Written exercise ▸ Print every line of the records below verbatim, omitting the pictures.
** START Data lines **
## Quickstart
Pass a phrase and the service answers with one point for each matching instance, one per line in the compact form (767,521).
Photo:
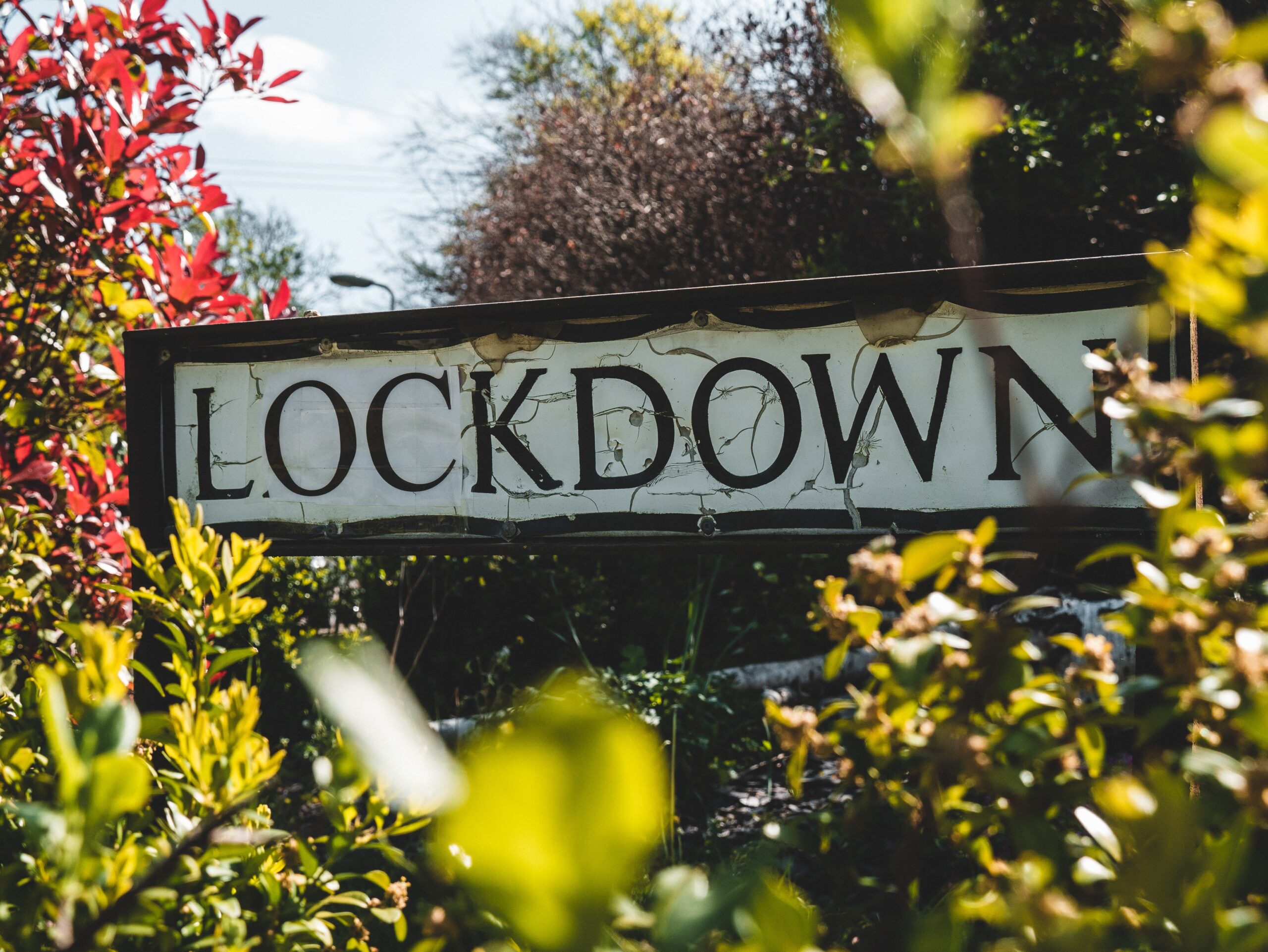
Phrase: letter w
(843,452)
** END Data lines **
Written answer ▸
## Quickstart
Pass a phrase and the service answers with one point for each matching instance, one per line in the compact form (767,521).
Photo:
Phrase: letter w
(843,452)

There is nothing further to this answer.